TEXT PASSAGE:
····················
The next day, "Bartleby did nothing but stand at his window in his dead-wall revery. Upon asking him why he did not write, he said that he had decided upon doing no more writing." And when asked why not, Bartleby doesn't even deign to use his familiar catchphrase: "'Do you not see the reason for yourself?' he indifferently replied." The machine has shut down. Days go by, and all Bartleby will say is, "I have given up copying." Finally, the narrator is forced to act: "Decently as I could, I told Bartleby that in six days' time he must unconditionally leave the office." The usual reply comes. The narrator even leaves some extra money for Bartleby, who ignores it. The narrator preens himself on having efficiently dealt with the matter: "Without loudly bidding Bartleby depart -- as an inferior genius might have done -- I assumed the ground that depart he must; and upon that assumption built all I had to say."
The next morning, however, he's not so certain: "It was truly a beautiful thought to have assumed Bartleby's departure; but, after all, that assumption was simply my own, and none of Bartleby's. The great point was, not whether I had assumed that he would quit me, but whether he would prefer so to do. He was more a man of preferences than assumptions." Nevertheless, he is "thunderstruck" when he arrives at the office and finds Bartleby still there.
For an instant I stood like the man who, pipe in mouth, was killed one cloudless afternoon long ago in Virginia, by summer lightning; at his own warm open window he was killed, and remained leaning out there upon the dreamy afternoon, till some one touched him, when he fell.The original, and literal, bolt from the blue (and one of the most beautiful passages of prose in Melville -- or maybe anyone else).
Our narrator is touched by blind anger, the "old Adam of resentment," but is saved from thoughts of murder by his persistent compassion: "Men have committed murder for jealousy's sake, and anger's sake, and hatred's sake, and selfishness' sake, and spiritual pride's sake; but no man, that ever I heard of, ever committed a diabolical murder for sweet charity's sake." He decides that Bartleby has been given to him by "an all-wise Providence" as a burden to bear, that his "mission in the world, Bartleby, is to furnish you with office-room for such period as you may see fit to remain."
····················
LISTING:

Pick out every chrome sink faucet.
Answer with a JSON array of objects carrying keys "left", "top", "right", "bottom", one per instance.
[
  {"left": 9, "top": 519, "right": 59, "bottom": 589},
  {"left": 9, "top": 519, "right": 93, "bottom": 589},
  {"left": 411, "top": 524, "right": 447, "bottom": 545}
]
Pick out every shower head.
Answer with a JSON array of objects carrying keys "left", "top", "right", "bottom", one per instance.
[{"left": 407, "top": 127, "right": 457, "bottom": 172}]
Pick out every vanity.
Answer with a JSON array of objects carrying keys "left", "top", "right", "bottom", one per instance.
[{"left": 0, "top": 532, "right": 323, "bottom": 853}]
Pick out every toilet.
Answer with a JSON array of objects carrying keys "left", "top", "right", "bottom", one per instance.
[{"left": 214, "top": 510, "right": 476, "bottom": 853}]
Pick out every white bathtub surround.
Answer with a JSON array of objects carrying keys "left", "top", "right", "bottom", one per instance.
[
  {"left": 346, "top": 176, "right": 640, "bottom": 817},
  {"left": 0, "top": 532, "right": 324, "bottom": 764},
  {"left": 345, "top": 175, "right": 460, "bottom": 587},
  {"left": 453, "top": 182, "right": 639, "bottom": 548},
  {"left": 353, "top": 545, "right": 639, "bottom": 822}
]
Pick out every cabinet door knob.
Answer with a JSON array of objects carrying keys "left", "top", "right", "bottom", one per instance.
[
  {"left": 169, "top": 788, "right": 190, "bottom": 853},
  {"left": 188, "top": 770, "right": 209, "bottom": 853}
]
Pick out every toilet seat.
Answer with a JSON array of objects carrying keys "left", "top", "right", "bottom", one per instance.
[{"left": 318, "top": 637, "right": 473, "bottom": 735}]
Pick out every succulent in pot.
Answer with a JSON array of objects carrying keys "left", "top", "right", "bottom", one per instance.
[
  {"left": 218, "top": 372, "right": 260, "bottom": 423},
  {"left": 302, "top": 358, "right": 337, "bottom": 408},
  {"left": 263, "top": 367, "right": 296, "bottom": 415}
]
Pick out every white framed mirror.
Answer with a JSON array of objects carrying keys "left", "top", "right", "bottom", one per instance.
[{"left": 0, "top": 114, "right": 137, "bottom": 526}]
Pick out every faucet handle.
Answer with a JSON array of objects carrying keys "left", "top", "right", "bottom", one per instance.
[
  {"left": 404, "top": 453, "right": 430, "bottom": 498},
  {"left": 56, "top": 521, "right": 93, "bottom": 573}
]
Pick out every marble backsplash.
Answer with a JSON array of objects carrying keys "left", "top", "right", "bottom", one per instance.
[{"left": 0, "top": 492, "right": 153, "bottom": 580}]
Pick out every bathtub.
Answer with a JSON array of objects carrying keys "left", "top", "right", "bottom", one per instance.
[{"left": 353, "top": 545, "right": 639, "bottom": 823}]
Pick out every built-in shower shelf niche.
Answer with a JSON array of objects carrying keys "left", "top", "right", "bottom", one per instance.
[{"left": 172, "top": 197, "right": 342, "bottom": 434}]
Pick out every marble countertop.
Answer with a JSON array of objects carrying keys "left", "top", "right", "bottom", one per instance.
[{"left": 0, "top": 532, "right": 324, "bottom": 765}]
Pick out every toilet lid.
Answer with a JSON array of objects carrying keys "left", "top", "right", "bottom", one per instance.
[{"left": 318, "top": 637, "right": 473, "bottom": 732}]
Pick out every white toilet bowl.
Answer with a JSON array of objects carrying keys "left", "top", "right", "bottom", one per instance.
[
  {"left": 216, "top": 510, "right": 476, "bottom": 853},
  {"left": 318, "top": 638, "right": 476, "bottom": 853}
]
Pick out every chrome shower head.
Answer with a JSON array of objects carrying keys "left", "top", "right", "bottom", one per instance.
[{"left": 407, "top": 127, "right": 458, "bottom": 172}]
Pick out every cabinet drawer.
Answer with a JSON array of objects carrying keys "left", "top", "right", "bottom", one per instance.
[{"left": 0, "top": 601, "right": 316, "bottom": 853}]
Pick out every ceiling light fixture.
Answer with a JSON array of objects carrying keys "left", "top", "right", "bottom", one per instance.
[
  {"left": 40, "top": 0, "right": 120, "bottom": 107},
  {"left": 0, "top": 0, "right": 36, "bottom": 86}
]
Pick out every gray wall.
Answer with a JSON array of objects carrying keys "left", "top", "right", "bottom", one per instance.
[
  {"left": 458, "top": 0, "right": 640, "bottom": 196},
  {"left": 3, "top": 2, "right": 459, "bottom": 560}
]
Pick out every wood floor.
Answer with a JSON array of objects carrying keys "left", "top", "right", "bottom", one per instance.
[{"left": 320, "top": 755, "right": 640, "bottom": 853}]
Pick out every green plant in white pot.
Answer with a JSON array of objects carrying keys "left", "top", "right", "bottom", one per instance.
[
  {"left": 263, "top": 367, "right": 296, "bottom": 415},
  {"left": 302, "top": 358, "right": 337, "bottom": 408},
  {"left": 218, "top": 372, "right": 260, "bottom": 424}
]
····················
PROBLEMS:
1 – Copy out the Bartleby passage word for word, from "The next morning, however, he's" through "Bartleby still there.".
2 – Extend the commentary on Bartleby, starting right after its final sentence.

FINAL RESULTS:
1 –
The next morning, however, he's not so certain: "It was truly a beautiful thought to have assumed Bartleby's departure; but, after all, that assumption was simply my own, and none of Bartleby's. The great point was, not whether I had assumed that he would quit me, but whether he would prefer so to do. He was more a man of preferences than assumptions." Nevertheless, he is "thunderstruck" when he arrives at the office and finds Bartleby still there.

2 –
But even he can't maintain this virtuous burden-bearing for long. Doubts and fears return, and finally the narrator decides that the only course is, "Since he will not quit me, I must quit him." He finds a new office space, and on moving day leaves Bartleby behind, "the motionless occupant of a naked room." Even his attempt to slip some money into Bartleby's hand fails: "it dropped upon the floor."
Before long the new tenant of the narrator's old offices comes to him about Bartleby, and then the owner of the building: the new tenant has ousted Bartleby from the office, but he remains in the building, sitting on the stairs and sleeping in the entry. The narrator agrees to try to persuade Bartleby to leave, and goes to see him, suggesting occupations that he might like: a clerk in a dry-good store, a bartender, a traveling bill-collector. Bartleby insists he's "not particular" about what work he does, but he would, of course, prefer not to do any of those. The narrator even offers to take Bartleby home with him, but Bartleby refuses: "at present I would prefer not to make any change at all."
The narrator gives up. To avoid being badgered by the tenant and the landlord, he spends several days riding around the town, even crossing over to Jersey City and Hoboken. When he finally returns to his office, he finds a note from the landlord: Bartleby has been arrested as a vagrant and sent to the Tombs. He goes to see Bartleby in the prison, but Bartleby won't look at him: "'I know you,' he said, without looking round -- 'and I want nothing to say to you.'" The narrator gives money to the "grub-man" who procures food for prisoners who can pay for it, but Bartleby says, "I prefer not to dine to-day." A few days later, the narrator returns to the prison and finds Bartleby dead.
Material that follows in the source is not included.